(Image point annotation entries)
▼

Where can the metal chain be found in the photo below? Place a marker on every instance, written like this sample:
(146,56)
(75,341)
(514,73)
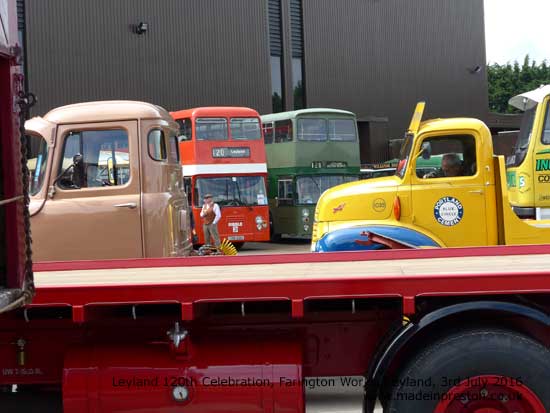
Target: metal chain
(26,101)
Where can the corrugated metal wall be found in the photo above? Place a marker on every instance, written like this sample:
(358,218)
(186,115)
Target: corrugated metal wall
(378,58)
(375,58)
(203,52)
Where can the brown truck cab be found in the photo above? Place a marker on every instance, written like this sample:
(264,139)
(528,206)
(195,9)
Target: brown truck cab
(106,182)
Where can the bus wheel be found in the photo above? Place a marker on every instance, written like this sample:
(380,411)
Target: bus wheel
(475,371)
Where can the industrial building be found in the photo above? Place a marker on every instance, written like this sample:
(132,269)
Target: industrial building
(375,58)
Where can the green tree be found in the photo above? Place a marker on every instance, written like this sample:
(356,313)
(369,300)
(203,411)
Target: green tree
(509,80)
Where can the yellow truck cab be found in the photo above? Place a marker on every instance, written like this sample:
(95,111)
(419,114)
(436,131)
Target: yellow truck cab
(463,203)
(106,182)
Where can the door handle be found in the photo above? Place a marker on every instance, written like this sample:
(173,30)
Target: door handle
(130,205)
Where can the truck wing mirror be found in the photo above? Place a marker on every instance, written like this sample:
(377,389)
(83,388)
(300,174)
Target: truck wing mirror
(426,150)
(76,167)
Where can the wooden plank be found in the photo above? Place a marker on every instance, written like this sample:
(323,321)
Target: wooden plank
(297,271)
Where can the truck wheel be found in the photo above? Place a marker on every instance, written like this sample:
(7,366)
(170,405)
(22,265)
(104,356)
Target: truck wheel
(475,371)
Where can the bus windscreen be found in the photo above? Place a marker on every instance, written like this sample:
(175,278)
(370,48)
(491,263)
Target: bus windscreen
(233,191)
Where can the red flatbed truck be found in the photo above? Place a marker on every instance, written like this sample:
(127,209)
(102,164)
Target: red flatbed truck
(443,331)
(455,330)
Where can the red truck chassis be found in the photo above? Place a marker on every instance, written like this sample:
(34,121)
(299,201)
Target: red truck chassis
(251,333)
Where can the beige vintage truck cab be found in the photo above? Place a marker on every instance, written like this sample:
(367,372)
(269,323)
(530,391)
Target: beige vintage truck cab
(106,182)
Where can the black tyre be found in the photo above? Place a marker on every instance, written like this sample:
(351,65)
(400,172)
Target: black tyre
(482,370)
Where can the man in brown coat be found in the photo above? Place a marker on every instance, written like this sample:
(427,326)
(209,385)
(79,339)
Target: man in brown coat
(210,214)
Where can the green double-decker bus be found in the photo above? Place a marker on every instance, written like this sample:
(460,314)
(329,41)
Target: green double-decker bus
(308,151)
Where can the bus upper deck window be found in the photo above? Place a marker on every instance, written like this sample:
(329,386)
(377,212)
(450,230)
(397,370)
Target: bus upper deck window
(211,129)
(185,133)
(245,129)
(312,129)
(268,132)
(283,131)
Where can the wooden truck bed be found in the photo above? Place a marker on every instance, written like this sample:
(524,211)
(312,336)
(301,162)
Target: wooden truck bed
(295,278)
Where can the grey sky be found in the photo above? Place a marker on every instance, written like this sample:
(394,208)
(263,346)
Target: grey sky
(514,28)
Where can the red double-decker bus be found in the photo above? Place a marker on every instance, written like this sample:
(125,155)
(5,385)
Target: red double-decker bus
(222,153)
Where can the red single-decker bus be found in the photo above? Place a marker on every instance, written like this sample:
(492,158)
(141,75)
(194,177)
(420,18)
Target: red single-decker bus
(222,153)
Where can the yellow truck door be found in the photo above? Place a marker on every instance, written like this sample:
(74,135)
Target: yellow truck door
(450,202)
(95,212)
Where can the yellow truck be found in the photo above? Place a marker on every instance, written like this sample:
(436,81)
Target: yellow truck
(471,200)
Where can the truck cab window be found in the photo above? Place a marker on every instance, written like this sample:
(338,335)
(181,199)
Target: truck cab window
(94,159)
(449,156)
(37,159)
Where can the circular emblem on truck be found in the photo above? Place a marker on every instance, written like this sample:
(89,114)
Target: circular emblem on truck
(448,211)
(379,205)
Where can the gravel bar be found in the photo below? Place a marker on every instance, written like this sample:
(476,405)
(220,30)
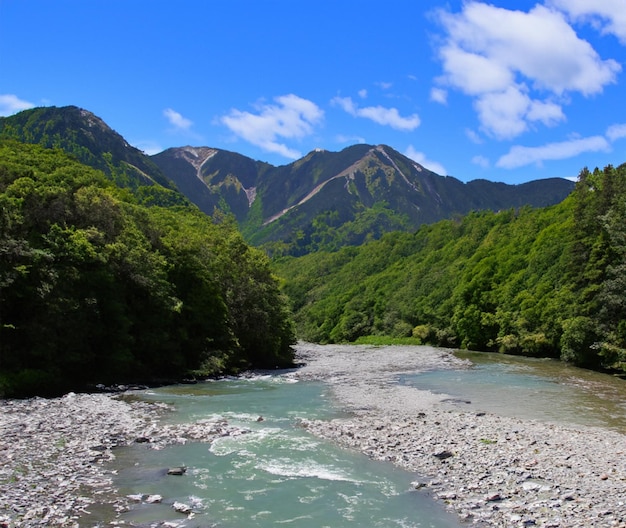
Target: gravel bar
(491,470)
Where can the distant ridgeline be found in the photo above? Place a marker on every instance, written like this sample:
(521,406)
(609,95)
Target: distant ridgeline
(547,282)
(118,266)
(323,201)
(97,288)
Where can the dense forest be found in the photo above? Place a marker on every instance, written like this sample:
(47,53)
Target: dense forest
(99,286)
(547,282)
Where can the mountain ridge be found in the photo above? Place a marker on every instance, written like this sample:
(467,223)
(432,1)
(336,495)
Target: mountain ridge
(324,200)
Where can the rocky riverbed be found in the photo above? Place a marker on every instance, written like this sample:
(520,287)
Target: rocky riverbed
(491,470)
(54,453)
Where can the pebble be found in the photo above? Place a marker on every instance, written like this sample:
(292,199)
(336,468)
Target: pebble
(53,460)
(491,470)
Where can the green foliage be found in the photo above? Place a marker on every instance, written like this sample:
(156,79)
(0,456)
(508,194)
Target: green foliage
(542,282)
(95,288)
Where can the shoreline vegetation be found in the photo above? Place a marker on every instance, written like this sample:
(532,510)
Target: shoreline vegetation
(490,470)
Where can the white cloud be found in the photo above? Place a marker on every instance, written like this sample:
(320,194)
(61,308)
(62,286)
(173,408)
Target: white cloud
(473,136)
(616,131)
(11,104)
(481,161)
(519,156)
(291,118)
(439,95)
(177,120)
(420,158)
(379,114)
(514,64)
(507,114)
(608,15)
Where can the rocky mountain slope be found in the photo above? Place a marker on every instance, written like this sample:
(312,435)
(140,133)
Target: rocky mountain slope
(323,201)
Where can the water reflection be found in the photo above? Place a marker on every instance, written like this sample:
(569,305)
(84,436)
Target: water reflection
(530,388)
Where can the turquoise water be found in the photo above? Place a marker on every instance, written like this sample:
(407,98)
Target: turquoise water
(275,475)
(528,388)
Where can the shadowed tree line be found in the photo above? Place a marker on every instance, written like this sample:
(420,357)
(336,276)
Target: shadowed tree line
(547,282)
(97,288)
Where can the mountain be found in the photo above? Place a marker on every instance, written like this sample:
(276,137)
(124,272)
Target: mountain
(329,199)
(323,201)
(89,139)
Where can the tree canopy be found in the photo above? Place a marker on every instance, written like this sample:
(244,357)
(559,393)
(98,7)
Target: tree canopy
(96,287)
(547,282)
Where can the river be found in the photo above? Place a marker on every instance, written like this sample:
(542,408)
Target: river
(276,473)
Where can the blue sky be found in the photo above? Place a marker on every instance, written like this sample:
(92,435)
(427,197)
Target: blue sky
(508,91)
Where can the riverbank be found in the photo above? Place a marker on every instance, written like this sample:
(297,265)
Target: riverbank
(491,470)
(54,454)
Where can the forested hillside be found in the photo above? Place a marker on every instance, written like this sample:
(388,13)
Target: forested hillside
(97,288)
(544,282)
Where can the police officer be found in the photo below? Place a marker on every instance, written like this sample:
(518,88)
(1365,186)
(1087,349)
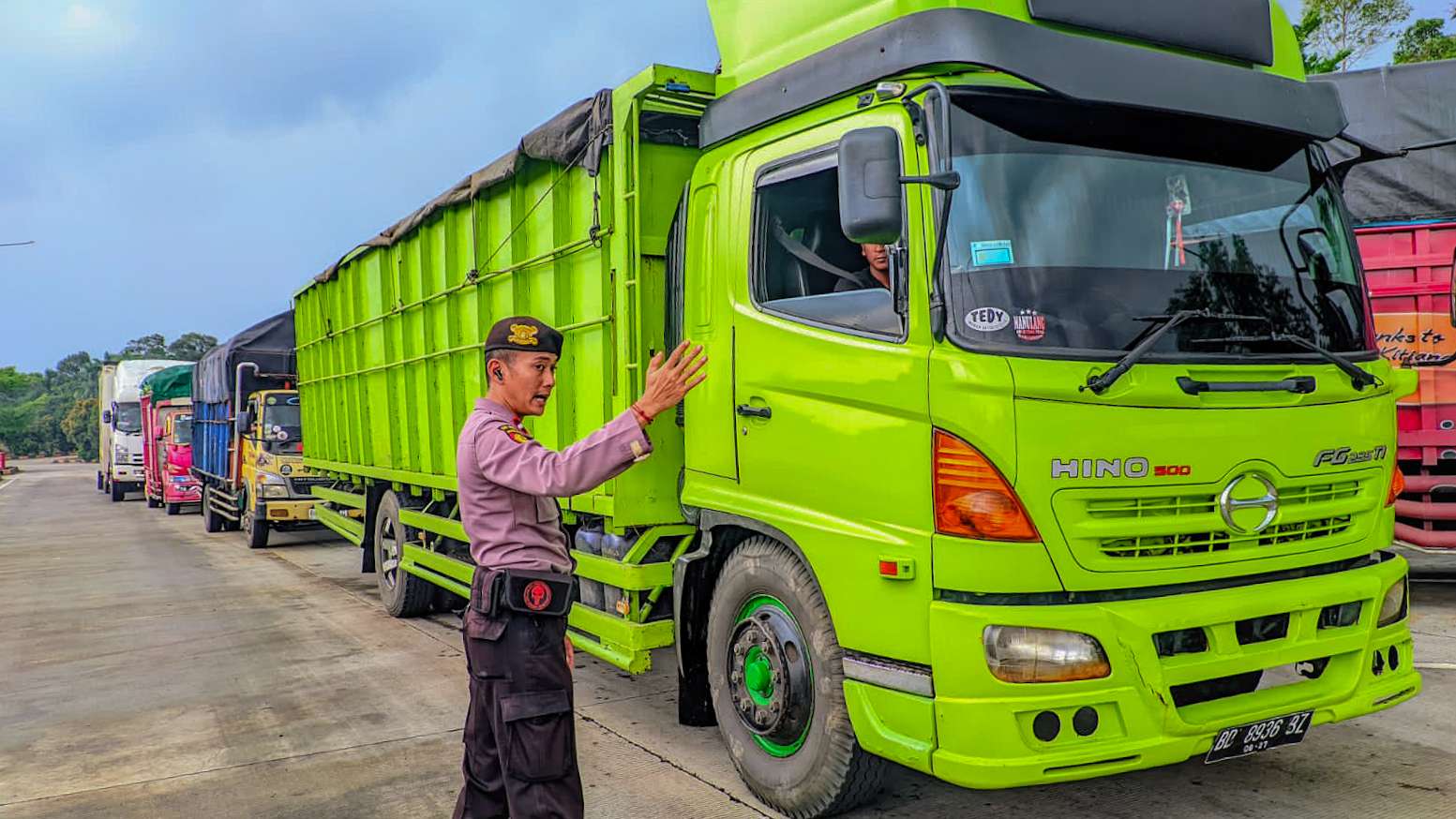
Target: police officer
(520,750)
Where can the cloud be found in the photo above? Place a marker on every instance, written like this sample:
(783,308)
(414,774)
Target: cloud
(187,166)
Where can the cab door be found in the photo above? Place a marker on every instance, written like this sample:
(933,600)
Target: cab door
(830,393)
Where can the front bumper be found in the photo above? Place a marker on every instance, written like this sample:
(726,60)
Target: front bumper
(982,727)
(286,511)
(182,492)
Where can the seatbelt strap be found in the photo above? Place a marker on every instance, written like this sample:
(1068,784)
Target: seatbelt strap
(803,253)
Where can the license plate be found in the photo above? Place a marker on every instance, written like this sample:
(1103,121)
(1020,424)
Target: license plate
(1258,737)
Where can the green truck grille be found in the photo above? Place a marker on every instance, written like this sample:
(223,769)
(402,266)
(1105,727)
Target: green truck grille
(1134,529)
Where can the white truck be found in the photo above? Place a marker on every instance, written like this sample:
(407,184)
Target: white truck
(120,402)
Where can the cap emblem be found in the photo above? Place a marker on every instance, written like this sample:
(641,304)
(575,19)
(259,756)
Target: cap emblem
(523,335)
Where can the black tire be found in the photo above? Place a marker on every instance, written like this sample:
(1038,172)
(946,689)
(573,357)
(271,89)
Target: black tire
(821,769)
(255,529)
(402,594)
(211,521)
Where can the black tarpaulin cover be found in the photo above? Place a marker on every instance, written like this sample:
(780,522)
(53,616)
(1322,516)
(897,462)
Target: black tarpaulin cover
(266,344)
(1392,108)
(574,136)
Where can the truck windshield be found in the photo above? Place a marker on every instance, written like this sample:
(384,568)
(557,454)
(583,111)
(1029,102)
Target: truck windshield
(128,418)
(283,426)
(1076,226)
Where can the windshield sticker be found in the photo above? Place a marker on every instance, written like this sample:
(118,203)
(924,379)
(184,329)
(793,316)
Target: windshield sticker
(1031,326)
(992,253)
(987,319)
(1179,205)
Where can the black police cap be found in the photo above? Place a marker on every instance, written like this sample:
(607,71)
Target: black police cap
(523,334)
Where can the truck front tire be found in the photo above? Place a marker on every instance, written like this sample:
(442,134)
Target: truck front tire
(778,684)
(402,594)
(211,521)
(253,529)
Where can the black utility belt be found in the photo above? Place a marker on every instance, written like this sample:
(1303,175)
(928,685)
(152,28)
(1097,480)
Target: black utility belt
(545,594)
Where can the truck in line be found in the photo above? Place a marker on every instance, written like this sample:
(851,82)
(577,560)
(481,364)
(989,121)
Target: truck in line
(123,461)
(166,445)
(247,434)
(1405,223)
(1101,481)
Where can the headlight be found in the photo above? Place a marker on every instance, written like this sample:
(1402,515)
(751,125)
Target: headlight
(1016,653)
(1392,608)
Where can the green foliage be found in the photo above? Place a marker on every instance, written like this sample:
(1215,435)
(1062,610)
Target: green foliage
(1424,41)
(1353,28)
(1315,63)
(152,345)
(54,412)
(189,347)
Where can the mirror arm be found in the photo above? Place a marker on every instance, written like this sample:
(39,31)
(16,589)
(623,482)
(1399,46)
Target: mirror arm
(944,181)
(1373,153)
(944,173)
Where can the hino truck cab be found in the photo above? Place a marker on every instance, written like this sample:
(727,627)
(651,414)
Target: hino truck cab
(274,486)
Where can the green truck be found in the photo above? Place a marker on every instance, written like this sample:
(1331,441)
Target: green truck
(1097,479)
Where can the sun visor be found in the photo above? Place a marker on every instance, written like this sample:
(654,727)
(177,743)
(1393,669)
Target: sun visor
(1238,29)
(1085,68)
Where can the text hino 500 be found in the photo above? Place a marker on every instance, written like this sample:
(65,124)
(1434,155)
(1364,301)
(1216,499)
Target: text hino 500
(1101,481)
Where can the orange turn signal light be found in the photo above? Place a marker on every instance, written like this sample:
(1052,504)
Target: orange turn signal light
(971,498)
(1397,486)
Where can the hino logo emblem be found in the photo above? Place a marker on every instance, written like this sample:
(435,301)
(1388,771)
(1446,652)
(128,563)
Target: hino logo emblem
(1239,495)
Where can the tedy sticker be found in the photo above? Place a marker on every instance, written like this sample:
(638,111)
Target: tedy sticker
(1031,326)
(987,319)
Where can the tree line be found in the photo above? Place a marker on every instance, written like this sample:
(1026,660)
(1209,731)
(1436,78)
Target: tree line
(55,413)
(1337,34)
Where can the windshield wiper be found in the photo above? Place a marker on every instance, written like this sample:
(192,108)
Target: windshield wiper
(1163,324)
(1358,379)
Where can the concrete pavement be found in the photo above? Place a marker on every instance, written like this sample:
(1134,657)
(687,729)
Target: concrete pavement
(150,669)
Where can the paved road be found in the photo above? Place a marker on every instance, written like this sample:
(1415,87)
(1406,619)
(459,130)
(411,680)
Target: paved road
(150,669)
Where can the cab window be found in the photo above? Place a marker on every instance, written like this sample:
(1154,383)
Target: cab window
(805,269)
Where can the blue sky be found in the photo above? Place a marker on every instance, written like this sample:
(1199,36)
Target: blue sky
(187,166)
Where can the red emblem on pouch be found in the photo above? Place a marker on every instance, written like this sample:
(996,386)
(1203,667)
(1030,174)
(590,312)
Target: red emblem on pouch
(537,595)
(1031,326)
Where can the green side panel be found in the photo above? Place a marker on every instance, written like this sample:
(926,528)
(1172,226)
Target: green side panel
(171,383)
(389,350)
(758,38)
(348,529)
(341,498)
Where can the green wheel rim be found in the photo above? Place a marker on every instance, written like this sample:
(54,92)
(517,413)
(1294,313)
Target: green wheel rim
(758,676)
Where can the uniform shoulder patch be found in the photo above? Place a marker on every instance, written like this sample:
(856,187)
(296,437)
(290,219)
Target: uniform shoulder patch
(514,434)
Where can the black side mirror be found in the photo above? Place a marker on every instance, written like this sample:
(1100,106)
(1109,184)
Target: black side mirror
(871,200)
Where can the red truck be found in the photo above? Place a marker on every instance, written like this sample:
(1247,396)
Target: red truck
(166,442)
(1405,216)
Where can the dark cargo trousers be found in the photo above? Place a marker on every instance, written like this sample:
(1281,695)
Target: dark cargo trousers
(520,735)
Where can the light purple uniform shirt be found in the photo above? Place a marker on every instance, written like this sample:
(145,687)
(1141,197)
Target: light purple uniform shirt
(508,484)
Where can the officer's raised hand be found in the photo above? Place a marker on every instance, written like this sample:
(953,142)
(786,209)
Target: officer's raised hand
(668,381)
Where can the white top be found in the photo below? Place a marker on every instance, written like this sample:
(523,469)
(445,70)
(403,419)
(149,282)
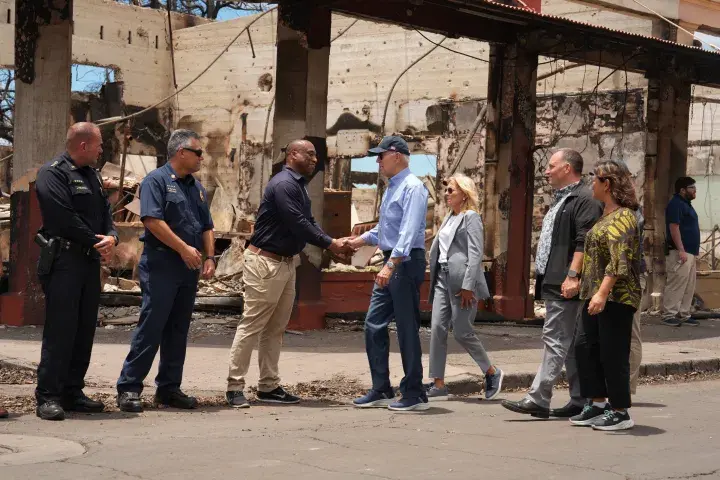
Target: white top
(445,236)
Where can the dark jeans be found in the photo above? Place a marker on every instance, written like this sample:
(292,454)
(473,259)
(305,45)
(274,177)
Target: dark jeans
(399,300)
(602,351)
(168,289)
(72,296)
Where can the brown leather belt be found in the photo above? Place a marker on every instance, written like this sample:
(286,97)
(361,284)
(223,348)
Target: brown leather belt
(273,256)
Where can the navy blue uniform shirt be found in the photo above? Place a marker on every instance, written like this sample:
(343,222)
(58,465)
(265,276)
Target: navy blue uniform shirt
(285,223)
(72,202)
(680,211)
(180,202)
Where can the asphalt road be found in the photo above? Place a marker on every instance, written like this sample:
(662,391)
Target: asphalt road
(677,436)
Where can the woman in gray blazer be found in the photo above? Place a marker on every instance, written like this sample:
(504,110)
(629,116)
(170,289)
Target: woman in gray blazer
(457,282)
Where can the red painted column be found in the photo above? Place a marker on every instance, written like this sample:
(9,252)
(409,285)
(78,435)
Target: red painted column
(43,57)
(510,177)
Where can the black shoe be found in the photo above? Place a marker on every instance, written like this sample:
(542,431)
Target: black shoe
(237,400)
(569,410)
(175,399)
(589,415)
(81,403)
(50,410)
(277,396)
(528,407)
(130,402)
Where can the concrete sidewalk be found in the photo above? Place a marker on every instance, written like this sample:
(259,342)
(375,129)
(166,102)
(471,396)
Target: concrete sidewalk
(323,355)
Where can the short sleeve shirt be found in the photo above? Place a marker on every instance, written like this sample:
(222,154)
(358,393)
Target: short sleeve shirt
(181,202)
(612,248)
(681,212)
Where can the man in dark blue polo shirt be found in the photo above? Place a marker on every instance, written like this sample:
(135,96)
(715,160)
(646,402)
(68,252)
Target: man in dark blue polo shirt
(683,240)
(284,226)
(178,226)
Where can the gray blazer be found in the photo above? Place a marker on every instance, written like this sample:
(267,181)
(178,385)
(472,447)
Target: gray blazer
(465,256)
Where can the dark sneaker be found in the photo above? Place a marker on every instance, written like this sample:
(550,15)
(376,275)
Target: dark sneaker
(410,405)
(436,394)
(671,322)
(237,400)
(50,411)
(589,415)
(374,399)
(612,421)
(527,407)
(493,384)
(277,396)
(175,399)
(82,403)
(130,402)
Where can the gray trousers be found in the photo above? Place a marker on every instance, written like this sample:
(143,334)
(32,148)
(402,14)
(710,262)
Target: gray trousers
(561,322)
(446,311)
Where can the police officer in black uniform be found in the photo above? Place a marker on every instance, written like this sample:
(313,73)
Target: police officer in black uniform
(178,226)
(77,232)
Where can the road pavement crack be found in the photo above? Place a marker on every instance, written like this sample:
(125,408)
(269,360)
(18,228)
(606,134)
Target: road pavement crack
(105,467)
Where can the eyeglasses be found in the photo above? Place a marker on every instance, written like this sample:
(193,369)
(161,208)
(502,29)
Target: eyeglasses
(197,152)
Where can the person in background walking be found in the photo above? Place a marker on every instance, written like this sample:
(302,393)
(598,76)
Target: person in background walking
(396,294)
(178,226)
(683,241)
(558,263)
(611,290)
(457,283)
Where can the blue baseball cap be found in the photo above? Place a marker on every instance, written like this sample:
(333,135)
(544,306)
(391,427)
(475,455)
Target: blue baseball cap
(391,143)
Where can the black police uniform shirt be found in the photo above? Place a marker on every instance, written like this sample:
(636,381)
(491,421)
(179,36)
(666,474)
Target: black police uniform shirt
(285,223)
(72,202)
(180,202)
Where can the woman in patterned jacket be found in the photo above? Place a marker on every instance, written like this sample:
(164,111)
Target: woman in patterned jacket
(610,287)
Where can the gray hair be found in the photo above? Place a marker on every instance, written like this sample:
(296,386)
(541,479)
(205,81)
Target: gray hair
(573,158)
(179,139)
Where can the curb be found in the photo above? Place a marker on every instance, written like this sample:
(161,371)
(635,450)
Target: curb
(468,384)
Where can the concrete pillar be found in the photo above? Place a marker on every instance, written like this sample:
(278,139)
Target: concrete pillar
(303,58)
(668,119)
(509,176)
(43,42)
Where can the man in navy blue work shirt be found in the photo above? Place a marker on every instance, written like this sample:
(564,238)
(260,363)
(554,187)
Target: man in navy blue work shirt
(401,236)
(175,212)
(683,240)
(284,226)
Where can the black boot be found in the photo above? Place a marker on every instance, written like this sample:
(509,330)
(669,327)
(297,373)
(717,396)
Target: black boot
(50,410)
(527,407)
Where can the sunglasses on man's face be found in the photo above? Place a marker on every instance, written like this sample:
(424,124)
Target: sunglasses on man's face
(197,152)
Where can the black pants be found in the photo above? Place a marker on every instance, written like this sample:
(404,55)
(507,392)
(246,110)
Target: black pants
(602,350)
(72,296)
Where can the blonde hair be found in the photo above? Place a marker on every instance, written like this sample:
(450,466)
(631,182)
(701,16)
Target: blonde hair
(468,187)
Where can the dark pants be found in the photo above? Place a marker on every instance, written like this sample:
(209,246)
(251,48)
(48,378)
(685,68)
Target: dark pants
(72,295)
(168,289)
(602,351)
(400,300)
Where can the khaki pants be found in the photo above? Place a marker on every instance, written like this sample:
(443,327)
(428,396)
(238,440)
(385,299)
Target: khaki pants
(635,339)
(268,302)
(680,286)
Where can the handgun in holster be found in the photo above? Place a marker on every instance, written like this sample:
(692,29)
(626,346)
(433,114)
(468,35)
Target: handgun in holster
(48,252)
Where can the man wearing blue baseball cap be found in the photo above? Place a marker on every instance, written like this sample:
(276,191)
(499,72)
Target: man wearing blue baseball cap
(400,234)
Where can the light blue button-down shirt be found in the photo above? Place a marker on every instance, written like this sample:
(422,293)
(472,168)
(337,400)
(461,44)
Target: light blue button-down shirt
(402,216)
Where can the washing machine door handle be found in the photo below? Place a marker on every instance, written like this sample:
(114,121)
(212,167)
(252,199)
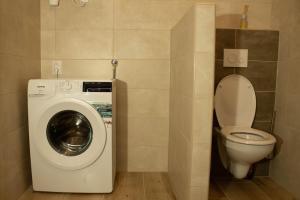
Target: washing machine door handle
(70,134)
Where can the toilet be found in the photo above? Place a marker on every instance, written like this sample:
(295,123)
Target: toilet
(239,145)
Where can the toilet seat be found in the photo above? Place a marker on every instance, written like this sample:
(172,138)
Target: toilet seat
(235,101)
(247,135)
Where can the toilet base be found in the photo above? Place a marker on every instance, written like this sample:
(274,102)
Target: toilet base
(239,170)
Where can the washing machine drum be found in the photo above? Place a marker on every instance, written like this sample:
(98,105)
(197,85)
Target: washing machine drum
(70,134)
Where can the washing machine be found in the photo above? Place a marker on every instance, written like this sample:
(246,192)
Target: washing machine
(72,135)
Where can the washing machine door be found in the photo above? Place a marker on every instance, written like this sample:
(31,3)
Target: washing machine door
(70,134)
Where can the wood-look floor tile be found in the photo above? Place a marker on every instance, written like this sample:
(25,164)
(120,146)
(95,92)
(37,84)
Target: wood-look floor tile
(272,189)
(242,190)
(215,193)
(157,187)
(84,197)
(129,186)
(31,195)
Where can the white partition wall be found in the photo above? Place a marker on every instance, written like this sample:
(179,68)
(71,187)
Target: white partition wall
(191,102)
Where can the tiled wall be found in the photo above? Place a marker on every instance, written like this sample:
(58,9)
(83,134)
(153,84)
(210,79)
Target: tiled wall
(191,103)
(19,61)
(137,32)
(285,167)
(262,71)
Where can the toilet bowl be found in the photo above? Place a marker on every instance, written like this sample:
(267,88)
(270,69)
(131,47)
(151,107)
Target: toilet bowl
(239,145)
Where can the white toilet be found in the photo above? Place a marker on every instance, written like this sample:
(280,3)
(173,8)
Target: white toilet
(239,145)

▲

Task description
Extract the closing run of lines, starting with the one containing "Where can the toilet base" and ending at the last, exactly as written.

Correct output
Where can the toilet base be found in the photo above? Place a marker on every instance, written like this sample:
(274,102)
Target: toilet base
(239,170)
Where can the washing machine drum be found in the photo above? Place a marker on every instance, written like this sample:
(98,105)
(197,85)
Target: washing machine drum
(70,134)
Where can the washing machine be found in the photo above? Place a marker on every instance, written like this sample:
(246,192)
Target: washing machine
(72,135)
Where can the washing machine door be found in the photo above? Place a marker on every instance, written like this sample:
(31,3)
Target: washing machine door
(70,134)
Where can the wood-look floor tile be found in the photo above? Place a marker on every instance, written like this sample:
(25,164)
(120,146)
(95,92)
(37,84)
Target: wood-look floor tile
(272,189)
(242,190)
(215,193)
(157,187)
(84,197)
(129,186)
(31,195)
Where can the white partition wall be found in the photo above? Place a marker on every instance, written like this sample:
(179,68)
(71,187)
Target: white partition wall
(191,102)
Where can the tiled wall be found in the photo above? Place a marker on every instance, written like this sample:
(58,9)
(83,134)
(153,84)
(210,79)
Target: tiled wall
(191,103)
(19,61)
(137,32)
(285,167)
(262,71)
Where can the toilet bowl be found in the photo above? Place a marker on every instance, written like this sample:
(267,88)
(270,69)
(131,47)
(151,107)
Target: toilet bowl
(239,145)
Where can the white toilet be found in the photo above? Place a marker on every instance, written like this sample:
(280,3)
(173,8)
Target: white toilet
(239,145)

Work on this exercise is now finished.